━━━ Document
The politics of sexting
The list of men who should know better grows ever longer.
Anthony Weiner — the former U.S. congressman caught out sharing intimate images three times and sent to jail — remains the ultimate example. But politicians of all stripes and nationalities seem to have difficulty keeping their privates private:
- Andrew Griffiths, the U.K.'s minister for small business, resigned last summer after revelations that the 48-year-old had sent 2,000 "lewd and inappropriate" texts to two young barmaids.
- Simon Danczuk, a 49-year-old U.K. backbench MP, was kicked out of the Labour Party after he admitted to sexting with a 17-year-old constituency assistant.
- Joe Barton, a 68-year-old Republican Congressman from Texas, sought re-election in this week's midterms after a scandal involving nude photos that he sent to female voters.
- Peter Dowling had to step down as chair of the parliamentary ethics committee in Australia's Queensland after his former mistress shared explicit photos involving a glass of red wine.
- Michael Harris, a longtime Ontario MPP, was booted out of the Tory caucus and left provincial politics amidst allegations that he had sexted a former intern.
And now Tony Clement.
On Tuesday night, the former federal cabinet minister revealed that he was resigning as the Conservatives' justice critic following an alleged blackmail attempt from someone with whom he had shared "sexually explicit images and a video."
Yesterday, the married 57-year-old was suspended by his party following what Tory leader Andrew Scheer suggested was a pattern of troubling behaviour toward young women on various social media platforms.
And now today, Clement has issued a statement admitting to even more acts of poor judgment and infidelity, as well as a prior extortion attempt that he says he reported to the O.P.P last summer.
Maybe it's just that smart phones often make us dumb, especially when passions are at play.
━━━━━━
▸ **Set tasks**
- a) From the piece on politicians and sexting, quote the stretch from "Yesterday, the married" through "are at play.".
- b) Continue the piece on politicians and sexting, starting after its final sentence.
━━━ Data
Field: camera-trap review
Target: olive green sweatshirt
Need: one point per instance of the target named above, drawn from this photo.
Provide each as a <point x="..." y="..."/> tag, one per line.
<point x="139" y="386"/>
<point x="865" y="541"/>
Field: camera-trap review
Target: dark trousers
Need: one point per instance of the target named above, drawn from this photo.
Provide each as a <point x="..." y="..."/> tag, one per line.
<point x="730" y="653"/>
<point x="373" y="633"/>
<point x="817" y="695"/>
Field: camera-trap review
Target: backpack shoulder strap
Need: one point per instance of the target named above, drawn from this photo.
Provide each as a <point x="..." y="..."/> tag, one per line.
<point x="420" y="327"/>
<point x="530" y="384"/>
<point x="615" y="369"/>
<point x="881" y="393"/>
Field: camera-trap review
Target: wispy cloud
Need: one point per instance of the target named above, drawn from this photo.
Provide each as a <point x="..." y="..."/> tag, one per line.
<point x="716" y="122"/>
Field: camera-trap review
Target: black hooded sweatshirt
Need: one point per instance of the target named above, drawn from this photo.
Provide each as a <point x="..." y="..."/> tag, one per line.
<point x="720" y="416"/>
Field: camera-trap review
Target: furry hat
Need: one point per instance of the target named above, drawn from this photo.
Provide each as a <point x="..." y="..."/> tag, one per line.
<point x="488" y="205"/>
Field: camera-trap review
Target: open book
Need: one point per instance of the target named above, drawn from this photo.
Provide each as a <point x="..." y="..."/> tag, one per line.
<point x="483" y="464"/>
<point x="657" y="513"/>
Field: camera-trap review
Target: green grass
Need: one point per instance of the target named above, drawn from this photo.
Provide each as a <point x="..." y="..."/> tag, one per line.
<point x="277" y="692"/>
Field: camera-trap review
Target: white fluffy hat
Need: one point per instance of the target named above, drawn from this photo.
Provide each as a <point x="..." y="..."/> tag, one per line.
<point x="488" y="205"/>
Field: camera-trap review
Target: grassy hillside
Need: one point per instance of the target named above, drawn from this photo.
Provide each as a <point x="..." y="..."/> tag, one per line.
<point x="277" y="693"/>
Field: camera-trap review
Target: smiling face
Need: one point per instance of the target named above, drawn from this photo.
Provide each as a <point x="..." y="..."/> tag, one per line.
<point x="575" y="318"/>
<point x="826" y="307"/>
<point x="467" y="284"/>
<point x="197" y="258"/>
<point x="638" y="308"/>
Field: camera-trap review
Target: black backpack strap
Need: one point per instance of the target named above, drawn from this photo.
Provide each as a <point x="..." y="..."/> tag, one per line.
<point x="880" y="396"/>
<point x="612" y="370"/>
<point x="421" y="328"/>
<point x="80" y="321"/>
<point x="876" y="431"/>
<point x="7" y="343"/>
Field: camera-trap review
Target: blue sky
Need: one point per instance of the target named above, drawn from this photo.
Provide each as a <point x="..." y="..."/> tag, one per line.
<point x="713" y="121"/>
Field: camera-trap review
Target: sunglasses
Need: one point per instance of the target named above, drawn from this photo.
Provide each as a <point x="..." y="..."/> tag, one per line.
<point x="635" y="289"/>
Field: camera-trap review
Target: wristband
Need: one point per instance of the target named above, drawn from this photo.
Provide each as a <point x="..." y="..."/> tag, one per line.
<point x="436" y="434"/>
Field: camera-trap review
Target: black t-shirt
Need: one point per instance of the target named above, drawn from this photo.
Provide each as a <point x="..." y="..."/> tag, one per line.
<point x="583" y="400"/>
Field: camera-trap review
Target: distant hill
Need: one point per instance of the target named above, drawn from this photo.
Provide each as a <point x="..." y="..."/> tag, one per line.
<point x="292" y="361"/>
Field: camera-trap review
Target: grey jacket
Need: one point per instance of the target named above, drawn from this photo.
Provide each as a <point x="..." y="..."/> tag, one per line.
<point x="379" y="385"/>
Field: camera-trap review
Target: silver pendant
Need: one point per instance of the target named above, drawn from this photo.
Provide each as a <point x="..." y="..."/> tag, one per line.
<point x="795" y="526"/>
━━━━━━
▸ **Written answers**
- a)
Yesterday, the married 57-year-old was suspended by his party following what Tory leader Andrew Scheer suggested was a pattern of troubling behaviour toward young women on various social media platforms.
And now today, Clement has issued a statement admitting to even more acts of poor judgment and infidelity, as well as a prior extortion attempt that he says he reported to the O.P.P last summer.
Maybe it's just that smart phones often make us dumb, especially when passions are at play.

- b)
Surveys suggest that sexting is either commonplace or rampant — with between 30 per cent and 89 per cent of adults having shared or received intimate images, depending on which data sets you choose to believe.
However, most exchanges come within a committed, or at least casual, relationship. Just 12 per cent admitting to using photos to help them cheat.
The reasons why people engage in sexting are at once obvious, and complex.
Some find it fun or flirtatious, although the research suggests there are strong gender differences. Women who sext often say they do it to please a partner, or enhance intimacy. For men, it is frequently a strategy to "satisfy sexual needs while keeping their partners at a distance."
People with high self-esteem are less likely to send nude photos or videos. Those prone to risky sexual behaviours are more apt to overshare. Alcohol and the use of illicit substances also play a role.
Is there something unique about politicians?
Italian research suggests that they use social media in a different way than the average person — primarily for self-promotion and public signalling, rather than seeking support and community.
And when it comes to decision-making, elected officials tend to behave differently from the general public. Politicians are actually a little better at weighing the evidence at hand and making a rational choice. Yet they, too, fall prey to the "reflection effect" — being unduly influenced by whether an option is framed as a "win" or a "loss," especially in the context of votes.
Where politicians appear to really differ is in their ego.
Compared to other professions, legislators score extremely high on the leadership and authority scale, expressing qualities like warmth, extroversion and social boldness. But they are also far more narcissistic, deft at manipulating others to achieve their goals and highly social, with a preference for activities that involve informing, training and developing others.
And the higher the office a politician attains, generally the greater his or her sense of self-confidence and resistance to criticism.
In that context, perhaps sending a recent acquaintance, or even total stranger, nude photos of yourself is simply an unnatural extension of what makes politicians tick.
But it remains an incredibly foolhardy behaviour — if only because voters tend to take special notice of that kind of outreach.
Politicians behaving badly
Tonight's At Issue panel tackles improper behaviour and sexual misconduct in Canadian politics, writes Rosemary Barton.
Sometimes it's not a week that seems like a long time in politics, it's just 24 hours.
It has certainly felt like that since yesterday.
In the midst of preparing for many hours of coverage of the American midterms on Tuesday afternoon, some Canadian political news broke that could not be ignored. Former Conservative MP Tony Clement announced he was stepping aside from many of his committee duties.
The reason was surprising, to say the least. Clement admitted he had sent sexually explicit videos and photos to someone he believed to be a consenting woman.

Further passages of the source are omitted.